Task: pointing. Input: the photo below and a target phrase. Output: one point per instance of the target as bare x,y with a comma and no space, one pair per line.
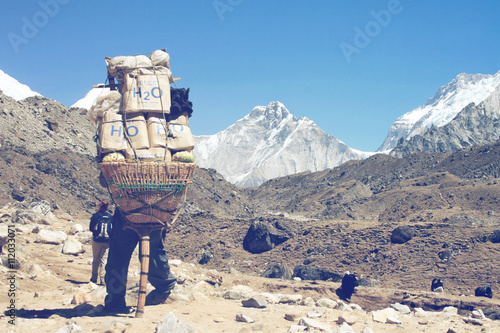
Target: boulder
75,228
72,246
278,271
46,236
402,234
484,291
257,301
170,324
314,273
264,235
206,256
436,283
495,236
349,282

========================

§ TASK PROMPT
Drop the pictures and set down the data above exactly.

§ REPLY TO THE TASK
Task: pointing. Input: the photo below and a target phrase. Output: one point per instance of the target as bare x,y with a comma and no space, one pair per line.
Target: boulder
75,228
72,246
278,271
46,236
402,234
484,291
257,301
170,324
314,273
264,235
206,256
436,283
495,236
349,282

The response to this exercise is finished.